> **LISTA DE TAREFAS**:
a. Segundo o texto sobre o passivo ambiental do coronavírus, quantos frascos de álcool gel uma companhia de bebidas vai distribuir, e de que tamanho?
b. Extraia do texto sobre o passivo ambiental do coronavírus o trecho que começa em "Em tempos de" e termina em "medidas de combate.".

> **TEXTO DE ORIGEM**:
★ ★ ★ ★ ★
O Passivo Ambiental do Coronavírus

Em tempos de pandemia, decisões são tomadas, obviamente, visando a saúde e o bem estar da população mundial. Entretanto, não podemos nos esquecer que o meio ambiente é, invariavelmente, afetado por essa tomada de decisões. E embora pareça óbvio, ele é colocado em segundo plano quando, na verdade, deveria ser considerado concomitantemente na adoção de novas práticas e medidas de combate.

Além das iniciativas da administração pública para controle do contágio e tratamento das vítimas, outra vertente que afeta grandemente o meio ambiente é o pânico que se espalha pela população.

Tomados pelo medo, milhares de pessoas se dirigem a farmácias e supermercado para estocar quantidades de alimentos, álcool gel e máscaras cirúrgicas para uso próprio, sem se dar conta do impacto gerado pelo consumo não consciente. Ou será que alguém pensou nas milhares de embalagens plásticas que estão sendo geradas e descartadas sem seletividade para reciclagem ou aplicação de logística reversa? Quantos desses alimentos se estragarão e irão parar nos já sobrecarregados aterros sanitários? Qual o percentual de plástico que já haviam sido excluídos dos processos de embalagem voltaram a ser utilizados devido à preocupação com a higiene dos alimentos?

E quanto às máscaras? Esse resíduo precisa ser descartado obedecendo-se às normas de biossegurança aplicáveis aos RSS – Resíduos Sólidos de Saúde. Como são utilizadas para controle de dispersão de vírus, precisam ser consideradas como material infectante, e obedecer às normas de descarte e destinação. Quando a iniciativa pública orientou que essas máscaras, após utilização, devem ser dispostas em sacos brancos leitosos que deverão ser lacrados e entregues nas redes públicas ou privadas de saúde para que sigam com resíduos de mesma classe de risco para sua destinação adequada? As unidades de saúde foram orientadas à recebe-los?

No Rio de Janeiro, as máscaras já estão espalhadas pelas ruas da cidade como confetes de carnaval!

Há ainda os casos de grandes empresas que, de forma solidária, estão produzindo e distribuindo frascos de álcool gel para hospitais das áreas mais afetadas. A iniciativa é louvável, mas é mais um exemplo da exclusão das questões ambientais na elaboração de projetos e na tomada de decisões. 500 mil unidades de frascos de 237 ml serão distribuídas por uma companhia de bebidas. 500 mil garrafas pet que deverão ser descartadas. Um planejamento que inclui a gestão ambiental deveria considerar embalagens maiores para fracionamento nos dispensers de álcool gel já existentes nos hospitais da rede pública e privada que irão receber essas doações.
★ ★ ★ ★ ★
Dados de localização com um ponto por instância:

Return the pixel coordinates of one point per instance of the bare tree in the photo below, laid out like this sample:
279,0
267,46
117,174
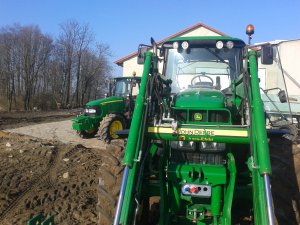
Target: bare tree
35,71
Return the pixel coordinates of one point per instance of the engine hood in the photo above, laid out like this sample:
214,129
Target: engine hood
104,101
199,98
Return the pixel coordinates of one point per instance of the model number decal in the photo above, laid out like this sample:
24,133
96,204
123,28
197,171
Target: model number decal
198,132
209,133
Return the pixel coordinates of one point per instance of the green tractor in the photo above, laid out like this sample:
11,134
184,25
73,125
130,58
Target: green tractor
197,151
109,114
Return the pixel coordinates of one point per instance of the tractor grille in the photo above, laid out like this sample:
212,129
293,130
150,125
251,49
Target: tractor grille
196,157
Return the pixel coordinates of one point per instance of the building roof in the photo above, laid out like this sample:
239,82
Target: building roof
119,62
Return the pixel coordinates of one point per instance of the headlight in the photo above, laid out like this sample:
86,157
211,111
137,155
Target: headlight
212,146
219,44
90,111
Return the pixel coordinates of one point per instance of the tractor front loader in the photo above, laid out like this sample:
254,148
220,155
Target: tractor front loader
197,150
★ ★ ★ ★ ★
> **RESPOSTAS ÀS TAREFAS**:
a. 500 mil frascos de 237 ml.

b.
Em tempos de pandemia, decisões são tomadas, obviamente, visando a saúde e o bem estar da população mundial. Entretanto, não podemos nos esquecer que o meio ambiente é, invariavelmente, afetado por essa tomada de decisões. E embora pareça óbvio, ele é colocado em segundo plano quando, na verdade, deveria ser considerado concomitantemente na adoção de novas práticas e medidas de combate.